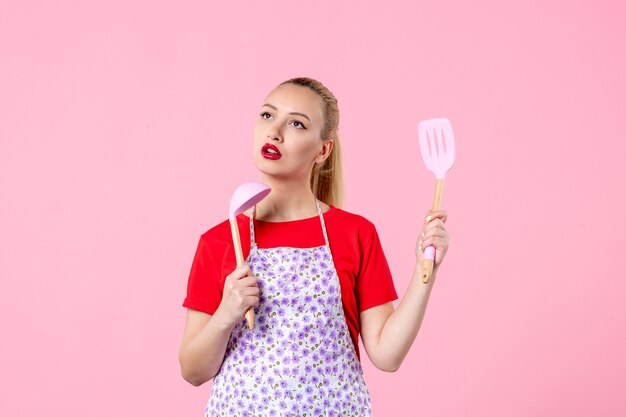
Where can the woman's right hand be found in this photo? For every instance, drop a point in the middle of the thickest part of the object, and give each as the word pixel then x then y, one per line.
pixel 241 292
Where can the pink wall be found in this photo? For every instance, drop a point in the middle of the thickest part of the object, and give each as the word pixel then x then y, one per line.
pixel 125 126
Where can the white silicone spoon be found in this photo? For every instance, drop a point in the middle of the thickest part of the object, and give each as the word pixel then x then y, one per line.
pixel 438 151
pixel 244 197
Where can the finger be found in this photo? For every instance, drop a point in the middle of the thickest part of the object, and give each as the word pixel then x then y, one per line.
pixel 250 291
pixel 250 281
pixel 435 224
pixel 436 214
pixel 437 242
pixel 240 272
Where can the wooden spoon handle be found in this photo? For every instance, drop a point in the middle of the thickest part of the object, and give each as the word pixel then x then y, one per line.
pixel 234 228
pixel 428 264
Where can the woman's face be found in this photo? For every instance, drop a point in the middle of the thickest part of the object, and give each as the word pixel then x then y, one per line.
pixel 287 134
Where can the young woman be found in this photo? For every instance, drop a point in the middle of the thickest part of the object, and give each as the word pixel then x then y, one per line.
pixel 315 275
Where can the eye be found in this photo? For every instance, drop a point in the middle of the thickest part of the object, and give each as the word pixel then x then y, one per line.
pixel 298 125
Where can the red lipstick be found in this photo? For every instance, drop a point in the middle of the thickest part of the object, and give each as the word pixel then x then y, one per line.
pixel 270 151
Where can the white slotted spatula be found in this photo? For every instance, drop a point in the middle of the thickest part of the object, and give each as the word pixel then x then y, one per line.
pixel 438 151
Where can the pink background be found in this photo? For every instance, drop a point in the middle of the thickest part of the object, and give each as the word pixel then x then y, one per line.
pixel 125 126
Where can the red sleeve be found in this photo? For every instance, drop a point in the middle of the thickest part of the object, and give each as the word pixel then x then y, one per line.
pixel 205 285
pixel 374 284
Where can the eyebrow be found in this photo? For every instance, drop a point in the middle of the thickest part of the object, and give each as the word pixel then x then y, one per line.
pixel 293 112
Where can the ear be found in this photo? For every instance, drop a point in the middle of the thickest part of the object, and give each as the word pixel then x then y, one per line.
pixel 327 148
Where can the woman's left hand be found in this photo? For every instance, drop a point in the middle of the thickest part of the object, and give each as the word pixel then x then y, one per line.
pixel 433 233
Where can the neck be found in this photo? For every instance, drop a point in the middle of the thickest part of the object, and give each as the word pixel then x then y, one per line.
pixel 289 200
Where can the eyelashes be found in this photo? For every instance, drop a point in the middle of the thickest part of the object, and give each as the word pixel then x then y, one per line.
pixel 295 123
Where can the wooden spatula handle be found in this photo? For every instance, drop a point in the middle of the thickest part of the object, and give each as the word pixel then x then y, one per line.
pixel 240 261
pixel 428 264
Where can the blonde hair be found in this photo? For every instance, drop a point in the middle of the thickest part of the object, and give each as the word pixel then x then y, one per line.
pixel 327 177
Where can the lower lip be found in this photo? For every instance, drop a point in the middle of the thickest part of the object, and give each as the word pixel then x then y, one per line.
pixel 271 156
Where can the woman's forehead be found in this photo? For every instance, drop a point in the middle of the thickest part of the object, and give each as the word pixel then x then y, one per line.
pixel 295 98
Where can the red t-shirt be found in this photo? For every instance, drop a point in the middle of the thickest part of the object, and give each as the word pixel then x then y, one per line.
pixel 364 274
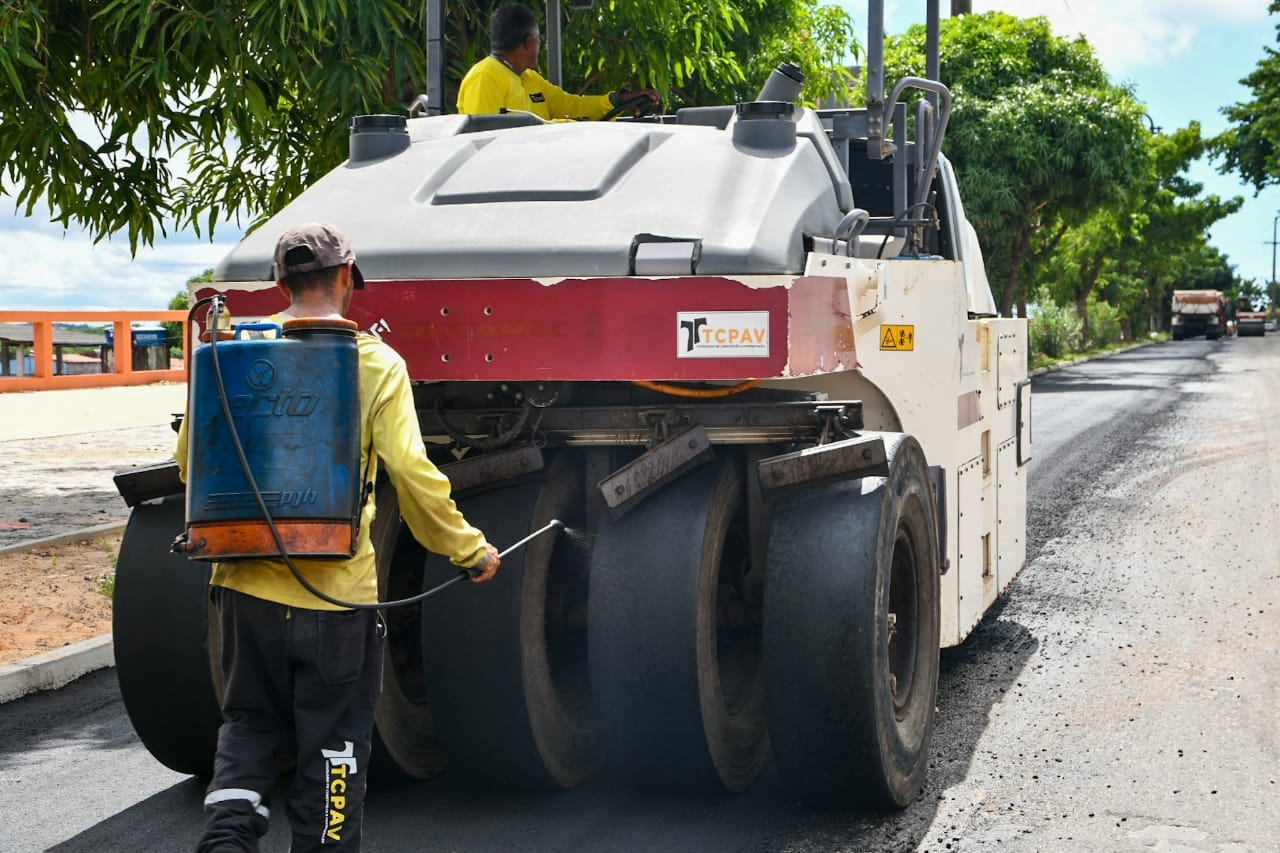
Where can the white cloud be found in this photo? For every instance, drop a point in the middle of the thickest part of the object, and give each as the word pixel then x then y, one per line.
pixel 48 269
pixel 1137 33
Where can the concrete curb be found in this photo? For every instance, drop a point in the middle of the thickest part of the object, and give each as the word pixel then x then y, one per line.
pixel 62 666
pixel 55 669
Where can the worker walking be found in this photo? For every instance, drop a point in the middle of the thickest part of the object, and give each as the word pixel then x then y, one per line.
pixel 506 80
pixel 301 675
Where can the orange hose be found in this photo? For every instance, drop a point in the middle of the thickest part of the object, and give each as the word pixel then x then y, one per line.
pixel 679 391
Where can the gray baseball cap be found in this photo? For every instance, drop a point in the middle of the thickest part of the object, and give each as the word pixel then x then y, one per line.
pixel 327 246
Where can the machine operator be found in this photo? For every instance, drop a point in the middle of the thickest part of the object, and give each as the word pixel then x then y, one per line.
pixel 506 77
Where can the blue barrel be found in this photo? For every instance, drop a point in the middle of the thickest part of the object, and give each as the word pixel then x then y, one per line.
pixel 295 402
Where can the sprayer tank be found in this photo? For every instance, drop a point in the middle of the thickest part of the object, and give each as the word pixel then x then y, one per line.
pixel 295 404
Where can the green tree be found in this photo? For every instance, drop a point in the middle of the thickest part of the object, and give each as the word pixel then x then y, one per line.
pixel 1141 242
pixel 181 301
pixel 254 97
pixel 1040 136
pixel 1251 145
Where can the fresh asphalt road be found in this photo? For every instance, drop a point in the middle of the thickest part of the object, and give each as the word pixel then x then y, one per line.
pixel 1123 696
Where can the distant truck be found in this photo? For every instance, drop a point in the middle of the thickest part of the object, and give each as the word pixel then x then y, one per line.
pixel 1200 313
pixel 1249 323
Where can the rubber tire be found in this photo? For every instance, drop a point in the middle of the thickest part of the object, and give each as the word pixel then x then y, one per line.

* * * *

:: Requirements ::
Reproduce every row above with "thickest part" replaced by "widest part" wherever it occurs, keeping all other text unchanged. Leave the pictures out of the result.

:: Final result ::
Where can the woman's right hand be found in this photo? For every instance, drop a point in the middle of the widest part of the object, and give each as the word pixel then x then y, one per line.
pixel 241 292
Where can the pink wall be found in this photo? For every instance, drop a point in the middle of the widest part of the object, and give each as the word pixel then x then y, one per line.
pixel 125 126
Where can the white silicone spoon be found in this photo? For every instance, drop a point in the middle of the widest part of the object, and give each as the word pixel then x then y, one per line.
pixel 438 151
pixel 244 197
Where can the finger be found in this photo? For every instance, drop a point in the middle of the widest part of the object, and give each as the word pixel then x then y, one per line.
pixel 250 291
pixel 250 281
pixel 435 224
pixel 436 214
pixel 437 242
pixel 240 272
Where can the wooden spoon handle be found in this photo? For every instance, drop a point in the middle of the widest part of the object, and give each as the word pixel then x then y, one per line.
pixel 234 228
pixel 428 264
Where can the woman's face be found in this photo? For every instance, drop a point in the middle of the widest part of the object, and give each as the word pixel then x then y, one per line.
pixel 287 134
Where can the young woman be found in this photo? For every instance, drop a point in the middle of the widest part of the object, and give each as the word pixel then x then y, one per line.
pixel 315 275
Where can the eye be found in this photo? For every instance, drop a point in the middle of the widest part of the object, and give each as the word pixel then x then y, one per line.
pixel 298 125
Where can the red lipstick be found in this photo? For every instance, drop a point in the middle of the widest part of the object, and give each as the word pixel then x then y, one per line.
pixel 270 151
Where can the white slotted spatula be found in this photo? For every instance, drop a point in the middle of the widest part of the object, and give each as the word pixel then x then y, one per line.
pixel 438 151
Where can the pink background be found in this photo? For every instance, drop a point in the middle of the widest part of the object, and give each as the word pixel then x then y, one per line.
pixel 125 126
Where can the red sleeve be found in this photo? For every instance, drop a point in the middle of the widest part of the object, and give each as the word pixel then x then y, one per line.
pixel 205 285
pixel 374 284
Where can the eyebrow be found in this photo? For every instance, drop a point in the middle of the widest part of the object, and give each as the word pixel then x then y, one per line.
pixel 293 112
Where can the ear be found in this photo? For every instance, drop a point in the middle of the widest part of the object, and give each as the word pixel then x then y, one per line.
pixel 327 148
Where can the woman's left hand be found in this photo? For every instance, drop a point in the middle of the widest part of the object, and give each as the word pixel then x then y, one per line.
pixel 433 233
Where can the neck be found in this photo? For every instance, drop a point in the middle of the widest part of the object, and give each as the word pixel then x then y, one per line.
pixel 289 200
Where can the eyelashes be found in this photo? For every instance, drop a point in the middle of the widest part of the object, and give each as the word pixel then x then y, one per line.
pixel 295 123
Where can the wooden spatula handle be found in this photo? For every instance, drop a point in the middle of the widest part of the object, and give each as the word pixel then x then y, one per line.
pixel 240 261
pixel 428 264
Where can the blonde hair be found in this photo? For every instance, drop a point in the middle of the widest part of the object, and give each as the word pixel then x then y, one per line.
pixel 327 177
Where can the lower lip be found in this photo? For every instance, drop a point in the middle of the widest part of the object, and give each as the word pixel then x then y, one per line.
pixel 271 156
Where can the woman's forehead be found in this photo? For every instance, drop a point in the middle of the widest part of the object, and give each as the word pixel then x then y, one per line.
pixel 295 98
Where can the red t-shirt be found in this photo? For every instance, drop a point in the middle of the widest part of the object, and give each as the word pixel then x then y, one per line.
pixel 364 274
Where can the white cloud be found in this photo? For every instance, drop a point in the middle of the widest part of the object, and give each as the word pixel then x then y, one per line.
pixel 48 269
pixel 1137 33
Where can the concrete curb be found in this photo? For every instance, drop a point in the middle of the widest part of the object, and give each as the word pixel then x then y, one per line.
pixel 62 666
pixel 55 669
Where can the worker walking be found in this photo? For every instance, drop a point in the middle of the widest part of the object, and give each as the word pixel then x then y, one per line.
pixel 506 80
pixel 301 675
Where can the orange hose be found in this photo? For every instance, drop a point in the middle of the widest part of the object, and give each as the word pixel then x then y, one per line.
pixel 679 391
Where can the gray baseball cap be found in this photo? For every instance, drop a point in the middle of the widest part of the object, and give each as the word pixel then x then y, one per line.
pixel 327 246
Where can the machine operator be found in this photo? For every instance, drop a point in the middle of the widest part of the object, and give each as the word pixel then x then y, one per line.
pixel 506 77
Where can the blue barrel be found in this photo? For every instance, drop a point in the middle of the widest part of the object, and give each as the word pixel then x then y, one per line.
pixel 295 402
Where can the sprayer tank be found in this photo? For every instance, drop a point in the middle of the widest part of the object, and give each as the word pixel then x then y, one per line.
pixel 295 404
Where can the green tree be found in this photo? For every instance, drop a point in the middle of the widest part of the object, and give each as the word pixel then x then y, one per line.
pixel 1141 242
pixel 181 301
pixel 254 97
pixel 1040 136
pixel 1251 145
Where can the fresh asphalt road be found in this photo? For every instance, drop a point in the middle of the widest part of the object, and give each as the word pixel then x then y, one per line.
pixel 1123 696
Where can the distant truck be found in this photo? For every instance, drop a point in the middle of the widest part of the object, and give each as the word pixel then x then y, one per line.
pixel 1200 313
pixel 1249 323
Where can the rubber tire be found in this photo? For every instance, drop a point in the middle of the widest part of the object, and give each as the word pixel then x then y, one per line.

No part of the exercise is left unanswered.